**読解用の抜粋**:
特許文献1に、地盤改良装置が開示されている。地盤改良装置は、次の構成を備えている。すなわち、地盤上に配置される掘削機が備えたオーガロッドの下端部に配置されるロッド本体と、掘削翼と、掘削翼よりもロッド本体の上部に配置され改良対象土を撹拌する撹拌翼と、掘削翼および撹拌翼の途中に配置され改良対象土に処理剤(セメントスラリー)を突出する吐出翼とを備えている。
掘削機に設けられるオーガロッドは、掘削機に対して上下動可能とされ、且つ軸心方向を中心に正逆回転可能に設けられ、この動作に伴って、ロッド本体も上下動可能であり、正逆回転可能とするものである。また、掘削翼は、掘削用ブレードと、掘削用ブレードにおいて正転方向の前端部に突設されるビットと、後端部に設けられる下部撹拌プレートとを備える。

**作業用の記録**:
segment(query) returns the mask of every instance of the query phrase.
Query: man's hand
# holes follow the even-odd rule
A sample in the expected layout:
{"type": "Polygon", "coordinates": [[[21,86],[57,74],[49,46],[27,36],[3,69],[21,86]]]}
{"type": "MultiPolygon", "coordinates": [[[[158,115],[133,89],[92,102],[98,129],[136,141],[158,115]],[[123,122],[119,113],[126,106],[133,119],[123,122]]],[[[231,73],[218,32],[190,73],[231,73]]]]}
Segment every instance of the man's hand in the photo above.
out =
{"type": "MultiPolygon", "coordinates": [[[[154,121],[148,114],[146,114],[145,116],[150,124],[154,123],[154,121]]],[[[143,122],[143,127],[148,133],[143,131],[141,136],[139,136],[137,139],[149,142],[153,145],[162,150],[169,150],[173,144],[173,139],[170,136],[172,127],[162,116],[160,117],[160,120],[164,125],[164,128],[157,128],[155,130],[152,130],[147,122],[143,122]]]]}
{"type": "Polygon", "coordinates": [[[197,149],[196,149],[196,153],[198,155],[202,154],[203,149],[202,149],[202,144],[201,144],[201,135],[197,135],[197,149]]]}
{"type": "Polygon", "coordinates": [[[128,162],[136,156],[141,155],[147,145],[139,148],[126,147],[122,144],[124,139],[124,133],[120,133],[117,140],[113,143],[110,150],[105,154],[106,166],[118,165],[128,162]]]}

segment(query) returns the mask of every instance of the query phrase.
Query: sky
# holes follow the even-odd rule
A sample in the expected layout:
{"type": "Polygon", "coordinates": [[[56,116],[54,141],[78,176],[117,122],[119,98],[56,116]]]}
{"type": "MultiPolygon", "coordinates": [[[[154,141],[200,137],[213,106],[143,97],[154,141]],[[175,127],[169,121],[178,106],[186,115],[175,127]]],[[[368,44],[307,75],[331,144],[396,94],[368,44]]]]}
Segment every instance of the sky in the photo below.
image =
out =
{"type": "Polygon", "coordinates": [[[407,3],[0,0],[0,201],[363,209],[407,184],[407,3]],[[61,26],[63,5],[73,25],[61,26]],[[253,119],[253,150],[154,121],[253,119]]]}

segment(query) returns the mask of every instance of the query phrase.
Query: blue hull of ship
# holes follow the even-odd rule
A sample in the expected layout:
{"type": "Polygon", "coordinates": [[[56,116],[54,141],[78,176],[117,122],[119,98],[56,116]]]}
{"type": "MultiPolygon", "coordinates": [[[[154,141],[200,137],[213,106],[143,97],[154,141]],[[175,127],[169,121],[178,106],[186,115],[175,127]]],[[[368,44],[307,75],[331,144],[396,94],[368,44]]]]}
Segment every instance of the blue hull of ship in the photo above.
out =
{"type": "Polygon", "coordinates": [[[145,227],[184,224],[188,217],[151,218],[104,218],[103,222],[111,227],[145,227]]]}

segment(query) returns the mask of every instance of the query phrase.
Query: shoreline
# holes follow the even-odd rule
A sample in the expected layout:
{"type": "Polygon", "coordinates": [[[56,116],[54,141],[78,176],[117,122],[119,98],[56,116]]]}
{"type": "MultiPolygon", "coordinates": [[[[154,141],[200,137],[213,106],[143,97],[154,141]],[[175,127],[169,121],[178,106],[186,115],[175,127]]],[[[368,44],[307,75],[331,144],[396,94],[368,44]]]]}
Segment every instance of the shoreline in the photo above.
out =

**解くべき問題**:
1. 地盤改良装置についての抜粋によると、掘削用ブレードの正転方向の前端部に突設されるものは何ですか。
2. 記録から、「hand」という語を含む行をすべて抜き出してください。

**練習問題の解答**:
1. ビットです。

2.
Query: man's hand
Segment every instance of the man's hand in the photo above.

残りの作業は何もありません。